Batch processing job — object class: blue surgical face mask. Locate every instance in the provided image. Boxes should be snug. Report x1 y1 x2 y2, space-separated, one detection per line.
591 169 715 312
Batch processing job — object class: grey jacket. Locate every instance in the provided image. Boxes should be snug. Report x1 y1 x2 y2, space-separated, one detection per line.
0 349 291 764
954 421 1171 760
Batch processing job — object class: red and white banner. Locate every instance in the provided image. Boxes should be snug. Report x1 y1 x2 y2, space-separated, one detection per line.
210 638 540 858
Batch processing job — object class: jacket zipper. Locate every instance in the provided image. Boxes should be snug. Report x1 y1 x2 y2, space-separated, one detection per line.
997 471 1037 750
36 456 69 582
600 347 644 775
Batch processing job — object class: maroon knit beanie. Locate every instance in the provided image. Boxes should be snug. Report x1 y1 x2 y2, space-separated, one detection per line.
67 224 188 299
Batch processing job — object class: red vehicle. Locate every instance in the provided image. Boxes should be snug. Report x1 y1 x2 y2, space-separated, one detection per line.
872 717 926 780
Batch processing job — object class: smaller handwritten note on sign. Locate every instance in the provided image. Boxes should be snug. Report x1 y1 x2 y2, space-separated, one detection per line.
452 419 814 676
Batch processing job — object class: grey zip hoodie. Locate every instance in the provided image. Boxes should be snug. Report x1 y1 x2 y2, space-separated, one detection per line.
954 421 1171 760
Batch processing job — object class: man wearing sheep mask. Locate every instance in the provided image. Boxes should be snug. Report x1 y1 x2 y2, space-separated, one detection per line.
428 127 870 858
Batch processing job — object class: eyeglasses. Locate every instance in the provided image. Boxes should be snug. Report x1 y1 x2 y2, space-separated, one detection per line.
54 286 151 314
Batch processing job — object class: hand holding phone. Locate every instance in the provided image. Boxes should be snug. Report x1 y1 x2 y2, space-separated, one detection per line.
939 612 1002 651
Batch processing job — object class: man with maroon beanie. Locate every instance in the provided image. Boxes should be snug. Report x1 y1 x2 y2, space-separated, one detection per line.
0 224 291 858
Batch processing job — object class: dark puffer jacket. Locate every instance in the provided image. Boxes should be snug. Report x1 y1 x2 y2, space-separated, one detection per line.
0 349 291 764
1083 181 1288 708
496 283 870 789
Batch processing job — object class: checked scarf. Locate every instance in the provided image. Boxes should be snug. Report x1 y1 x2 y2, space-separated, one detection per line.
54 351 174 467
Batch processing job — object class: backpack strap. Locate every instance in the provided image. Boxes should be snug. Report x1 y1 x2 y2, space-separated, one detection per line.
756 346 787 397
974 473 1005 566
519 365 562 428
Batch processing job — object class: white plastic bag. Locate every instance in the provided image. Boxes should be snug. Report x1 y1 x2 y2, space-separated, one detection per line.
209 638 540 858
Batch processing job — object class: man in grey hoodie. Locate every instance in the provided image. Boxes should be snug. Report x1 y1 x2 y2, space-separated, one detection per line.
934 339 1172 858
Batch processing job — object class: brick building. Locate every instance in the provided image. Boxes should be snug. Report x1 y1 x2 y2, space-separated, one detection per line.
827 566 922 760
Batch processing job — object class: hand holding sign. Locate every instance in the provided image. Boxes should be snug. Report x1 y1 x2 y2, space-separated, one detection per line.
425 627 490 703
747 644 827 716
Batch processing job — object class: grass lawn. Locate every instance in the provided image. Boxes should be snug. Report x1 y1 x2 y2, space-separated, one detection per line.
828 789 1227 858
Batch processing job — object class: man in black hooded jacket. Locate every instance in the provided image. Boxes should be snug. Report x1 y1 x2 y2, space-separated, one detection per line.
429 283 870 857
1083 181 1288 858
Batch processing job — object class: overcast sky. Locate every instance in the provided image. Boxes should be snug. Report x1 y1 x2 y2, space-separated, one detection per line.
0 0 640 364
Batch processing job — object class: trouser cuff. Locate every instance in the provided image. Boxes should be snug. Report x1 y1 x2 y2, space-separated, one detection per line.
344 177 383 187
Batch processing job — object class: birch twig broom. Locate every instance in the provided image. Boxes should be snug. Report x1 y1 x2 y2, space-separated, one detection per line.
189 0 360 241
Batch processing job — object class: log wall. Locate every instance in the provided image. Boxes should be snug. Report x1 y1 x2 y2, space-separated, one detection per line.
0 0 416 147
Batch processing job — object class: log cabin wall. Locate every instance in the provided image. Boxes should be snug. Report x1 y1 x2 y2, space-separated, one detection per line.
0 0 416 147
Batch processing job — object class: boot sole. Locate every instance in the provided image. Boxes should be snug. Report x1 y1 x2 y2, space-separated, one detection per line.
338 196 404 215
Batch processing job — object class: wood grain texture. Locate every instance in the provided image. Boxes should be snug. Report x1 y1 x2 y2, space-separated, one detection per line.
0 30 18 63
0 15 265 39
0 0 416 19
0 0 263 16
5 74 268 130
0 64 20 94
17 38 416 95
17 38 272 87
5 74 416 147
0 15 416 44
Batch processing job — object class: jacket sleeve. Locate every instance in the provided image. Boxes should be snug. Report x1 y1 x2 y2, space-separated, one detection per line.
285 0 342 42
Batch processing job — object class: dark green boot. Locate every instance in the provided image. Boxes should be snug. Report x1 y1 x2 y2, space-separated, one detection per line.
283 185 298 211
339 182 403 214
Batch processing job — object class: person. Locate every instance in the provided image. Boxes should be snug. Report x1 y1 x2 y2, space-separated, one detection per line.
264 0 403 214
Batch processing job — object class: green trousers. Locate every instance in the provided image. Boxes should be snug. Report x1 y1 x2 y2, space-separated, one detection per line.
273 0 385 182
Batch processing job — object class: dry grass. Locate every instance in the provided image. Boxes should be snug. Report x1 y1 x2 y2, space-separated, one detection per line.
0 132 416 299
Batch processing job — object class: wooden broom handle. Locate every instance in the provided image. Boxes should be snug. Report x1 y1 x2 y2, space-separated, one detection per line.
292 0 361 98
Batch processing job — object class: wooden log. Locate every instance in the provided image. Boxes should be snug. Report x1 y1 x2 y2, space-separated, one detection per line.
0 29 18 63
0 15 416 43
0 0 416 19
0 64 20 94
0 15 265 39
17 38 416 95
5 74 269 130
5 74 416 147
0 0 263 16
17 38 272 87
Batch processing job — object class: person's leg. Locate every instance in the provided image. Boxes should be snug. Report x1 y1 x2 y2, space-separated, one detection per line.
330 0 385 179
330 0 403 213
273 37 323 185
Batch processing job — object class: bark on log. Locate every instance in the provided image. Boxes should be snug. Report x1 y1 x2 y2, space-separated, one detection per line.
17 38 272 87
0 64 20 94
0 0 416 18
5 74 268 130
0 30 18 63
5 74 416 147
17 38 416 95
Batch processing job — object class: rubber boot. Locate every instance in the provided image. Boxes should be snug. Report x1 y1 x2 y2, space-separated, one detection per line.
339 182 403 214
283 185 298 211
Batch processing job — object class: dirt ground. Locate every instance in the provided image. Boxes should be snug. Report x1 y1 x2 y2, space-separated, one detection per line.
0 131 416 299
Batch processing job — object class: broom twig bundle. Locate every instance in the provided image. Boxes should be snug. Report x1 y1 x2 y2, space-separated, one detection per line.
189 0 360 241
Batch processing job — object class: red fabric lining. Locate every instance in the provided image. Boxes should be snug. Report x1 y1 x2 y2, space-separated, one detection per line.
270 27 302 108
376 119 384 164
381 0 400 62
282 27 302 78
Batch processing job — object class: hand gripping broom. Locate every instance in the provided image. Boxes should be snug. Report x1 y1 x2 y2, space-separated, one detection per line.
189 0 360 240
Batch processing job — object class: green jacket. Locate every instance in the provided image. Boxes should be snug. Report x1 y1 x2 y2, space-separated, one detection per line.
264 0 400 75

..........

## INSTRUCTIONS FOR THE TASK
Reproduce all of the material above with every occurrence of "snug" changed to "tight" and everything else left as is.

## FINAL RESULT
Batch processing job — object class: blue surgical face mask. Locate every instance in the provided image. Boxes should be tight. Report x1 y1 x2 y2, space-separated, one detection per line.
591 169 715 312
Batch processing job — object class: grey jacket. Locate every instance in the provided image. Boxes should be tight. Report x1 y1 x2 y2, space-separated, one detection per line.
0 349 291 764
954 421 1171 760
Batch processing job — object class: red and white banner. Locate every instance in the provided image. Boxes should be tight. Report x1 y1 x2 y2, space-separated, one detection per line.
210 638 540 858
Batch processing job — object class: jacket zipper. Locate every instance in the provided image. Boxes should be tight. Report x1 y1 x2 y2, space-separated, one detection per line.
997 471 1037 750
36 456 69 582
600 347 644 775
Batch processing job — object class: maroon knit beanie. Locate every instance in the provided image. Boxes should be tight. Report x1 y1 x2 y2, space-separated, one detection per line.
67 224 188 299
Batch processing job — object class: red vehicle. Locate every instance in the provided image. Boxes should be tight. Report x1 y1 x2 y2, space-separated, one detection per line.
872 717 926 780
Batch processing job — object class: smaller handwritten note on sign. Locate every instance in the provided image. Boxes should be tight. Report x1 y1 x2 y2, space-separated, one detection per line.
452 419 814 676
Batch processing job — object class: grey zip hoodie. Locate every instance in the provided image. Boxes should be tight. Report x1 y1 x2 y2, space-separated, one detection per line.
954 421 1171 760
Batch processing job — object class: man wearing sheep mask. Locate every instance in the provided image. Boxes should be tight. Report x1 y1 x2 y2, space-separated, one detection per line.
428 127 870 858
Batch processing job — object class: eyeglasses. Locate every instance in the provided image. Boxes should be tight. Report x1 y1 x2 y2, space-separated, one detection per line.
54 286 151 314
Batch processing job — object class: hand holding phone. Locate every instance in the provided image. Boxes should be tight. Report x1 y1 x2 y2, space-separated, one detection per line.
939 612 1002 651
Batch processing job — object class: man with maroon beanie. Locate every instance in the provided image. Boxes should be tight. Report x1 y1 x2 y2, space-separated, one detection per line.
0 224 291 858
Batch processing job — object class: dark puffer jacket. Locate every instance in the provided image. Boxes should be tight. Report x1 y1 x2 y2, space-separated, one detection per line.
0 349 291 764
1083 181 1288 708
496 283 870 789
Batch processing job — object class: checked scarf. Locate every instance in the provided image. Boxes should be tight. Report x1 y1 x2 y2, space-separated, one detection per line.
54 351 174 467
Batch processing job — object class: backpack strap. Locate every instance in the provided image. Boxes should be tight. Report x1 y1 x2 y2, space-separated, one detection per line.
756 346 787 397
974 473 1005 566
519 365 562 428
Batch processing job — object class: white plastic bag. Locate every instance in the provided image. Boxes should be tight. Report x1 y1 x2 y2, space-separated, one detection per line.
209 638 540 858
Batch processing job — object class: man in grey hoodie. Locate every instance in the provided image. Boxes should be tight. Report x1 y1 x2 y2, space-separated, one detection per line.
934 339 1172 858
Batch processing job — object class: brick building. Locate every instance in the provided image. Boxes should be tight. Report x1 y1 x2 y2, space-separated, one detection per line.
827 566 922 760
Batch processing job — object class: hand holding sign. Locate every instance in the provided image. Boxes should be tight. Report x1 y1 x2 y2, space-separated, one detection per line.
425 627 490 703
747 644 827 716
Batch processing job — object class: grass lawn. Locate every instance in the provided image. Boxes should be tight. Report x1 y1 x2 y2, space-separated, one detection per line.
828 789 1227 858
Batch processing job — object class: man in black hooded jacket. Locate every instance in the provided image. Boxes should be tight. Report x1 y1 x2 y2, space-separated, one detection per line.
429 283 870 857
1083 181 1288 858
Batch processing job — object class: overcast sky. Locate every instance in the provided image. Boxes should be tight. Report x1 y1 x2 y2, space-separated, one detection per line.
0 0 640 364
Batch processing job — object class: trouser cuff. Locate every instance in the provided image. Boxes should be tight. Report x1 y1 x2 y2, space-separated, one detection per line.
344 177 383 187
Batch processing job — object class: birch twig broom. Locate every instance in the provided image. Boxes should be tight. Report x1 y1 x2 y2, space-separated, one detection per line.
189 0 360 241
Batch processing job — object class: log wall. Locate every instance in the provided image. Boxes should be tight. Report x1 y1 x2 y2, space-separated, one detection per line.
0 0 416 147
Batch processing job — object class: log cabin wall. Locate every instance in the provided image. Boxes should be tight. Report x1 y1 x2 y2, space-separated, one detection per line.
0 0 416 147
Batch processing job — object class: boot sole. Locate every instance in the provided image. Boxes should be tight. Report x1 y1 x2 y2, space-separated, one detection per line.
338 196 404 215
Batch processing job — object class: wood grain texture. Locate every instance in the provided image. Boxes should be tight. Report x1 y1 x2 y2, space-separated, one detection per line.
0 30 18 63
0 15 265 39
0 0 416 19
0 0 263 16
5 74 268 130
0 64 20 94
17 38 416 95
17 38 272 87
5 74 416 147
0 15 416 44
Batch processing job — object class: jacket sleeve. Locate every instance in the provided image. Boxes should be tight. Report x1 y1 x2 y2, space-separated, one detection per line.
285 0 342 42
Batch processing job — object class: dark green boot. Locate every instance in the provided image. Boxes should be tight. Report x1 y1 x2 y2, space-separated, one detection per line.
283 185 298 211
339 182 403 214
Batch processing job — object class: person. Locate every instance in the provided image. Boxes should be tight. Report x1 y1 x2 y2, space-separated, one detection per line.
264 0 403 214
Batch processing job — object class: green trousers. Locate every instance in the provided image. Boxes should be tight. Report x1 y1 x2 y2, space-separated, one detection per line.
273 0 385 182
Batch processing job — object class: dry grass. Locate every instance in the provided image. Boxes should be tight. Report x1 y1 x2 y2, space-separated, one detection per line.
0 132 416 299
Batch processing job — object class: wooden broom handle. Locate every instance in the provided image. Boxes should be tight. Report x1 y1 x2 y2, space-separated, one detection per line.
292 0 361 98
Batch processing job — object class: wooden log. Locate every instance in the provided image. Boxes should be tight. Report x1 y1 x2 y2, space-separated, one detection per line.
0 29 18 63
0 15 416 43
0 0 416 19
0 64 20 94
0 15 265 39
17 38 416 95
5 74 269 130
5 74 416 147
0 0 263 16
17 38 272 87
Batch processing job — object class: person's leg. Locate every instance in the provided image. Boxes should be tight. Report x1 y1 x2 y2, space-separated, one detection per line.
330 0 385 179
330 0 403 213
273 37 323 185
Batch processing job — object class: bark on log. Locate every instance in the provided image. Boxes should be tight. Report x1 y1 x2 y2, space-separated, one detection per line.
17 38 272 87
0 64 20 94
0 0 416 18
5 74 268 130
0 30 18 63
5 74 416 147
17 38 416 95
Batch processing job — object class: rubber boot. Locate every instance in the provided image. Boxes should be tight. Report x1 y1 x2 y2, space-separated, one detection per line.
339 182 403 214
283 185 298 211
Batch processing job — object class: dirt ground. Locate every instance in the provided image. Boxes should be tight. Report x1 y1 x2 y2, space-separated, one detection per line.
0 131 416 299
Batch processing job — object class: broom twig bundle. Locate every instance in the provided image. Boxes should be tight. Report x1 y1 x2 y2, space-separated, one detection per line.
189 0 360 241
Batch processing job — object class: red fabric lining. Locate every instance in the provided image. Boxes should be tight. Report x1 y1 x2 y2, space-separated, one detection per line.
270 27 302 108
376 119 384 164
381 0 400 62
282 27 302 78
Batch processing job — object class: hand gripping broom. Locate every instance in the provided image. Boxes should be tight. Report x1 y1 x2 y2, space-separated, one detection per line.
189 0 360 240
Batch processing job — object class: green jacket. Locate every instance in the provided image. Boxes should be tight. Report x1 y1 x2 y2, space-separated, one detection per line.
264 0 400 75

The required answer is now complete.